*Written exercise:* Rewrite the lines below, swapping each "purple" for "violet" and keeping everything else the same.

*Data provided:*
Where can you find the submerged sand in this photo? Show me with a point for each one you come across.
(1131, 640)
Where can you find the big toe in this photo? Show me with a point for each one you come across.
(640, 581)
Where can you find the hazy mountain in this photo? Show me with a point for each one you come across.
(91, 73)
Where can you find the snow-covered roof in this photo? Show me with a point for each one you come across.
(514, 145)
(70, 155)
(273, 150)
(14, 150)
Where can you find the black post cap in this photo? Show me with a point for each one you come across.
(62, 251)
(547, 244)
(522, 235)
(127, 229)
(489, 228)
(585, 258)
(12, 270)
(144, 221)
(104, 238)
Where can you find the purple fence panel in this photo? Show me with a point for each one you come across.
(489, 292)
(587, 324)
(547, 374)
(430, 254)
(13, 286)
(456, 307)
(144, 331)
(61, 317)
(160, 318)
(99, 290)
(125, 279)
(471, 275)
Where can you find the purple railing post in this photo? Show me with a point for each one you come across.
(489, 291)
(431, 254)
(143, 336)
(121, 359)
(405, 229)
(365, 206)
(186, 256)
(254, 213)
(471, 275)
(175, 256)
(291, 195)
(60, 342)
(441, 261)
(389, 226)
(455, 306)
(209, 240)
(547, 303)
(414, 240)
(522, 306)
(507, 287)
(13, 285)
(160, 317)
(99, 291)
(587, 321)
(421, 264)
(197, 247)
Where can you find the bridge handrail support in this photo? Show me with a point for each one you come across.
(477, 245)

*Result of the task:*
Where can you find the submerged sand in this photo? Show me with a point for each one you come across.
(1131, 640)
Where can you find the big toe in this photo? Show me with a point for each one you come across.
(640, 581)
Where can you find the hazy mountain in this photo? Show me with a point for each one you come across.
(91, 73)
Where can you find the snow-covered roof in this photo? Show me with a point for each one you come across.
(514, 145)
(70, 155)
(273, 150)
(14, 150)
Where can you find the black post cap in this photo? Show me with a point for each one you come across.
(62, 251)
(547, 244)
(522, 235)
(127, 229)
(489, 228)
(585, 258)
(12, 270)
(144, 221)
(104, 238)
Where can you find the violet fence panel in this photo? Show me with a point for each one you come across.
(489, 292)
(587, 324)
(547, 374)
(430, 254)
(13, 286)
(456, 307)
(144, 331)
(61, 317)
(160, 318)
(99, 290)
(125, 279)
(471, 275)
Where can you find the violet railing post in this photo? Show me with a point for each one you come across.
(489, 291)
(431, 254)
(143, 336)
(121, 359)
(405, 229)
(365, 206)
(186, 256)
(254, 213)
(471, 275)
(175, 256)
(291, 195)
(60, 342)
(441, 261)
(389, 226)
(455, 306)
(209, 240)
(547, 303)
(414, 240)
(522, 306)
(507, 287)
(13, 285)
(160, 317)
(99, 291)
(587, 321)
(421, 264)
(197, 247)
Where can you find the bridge handrail support in this photo? Show me with a point for each one you come across.
(477, 245)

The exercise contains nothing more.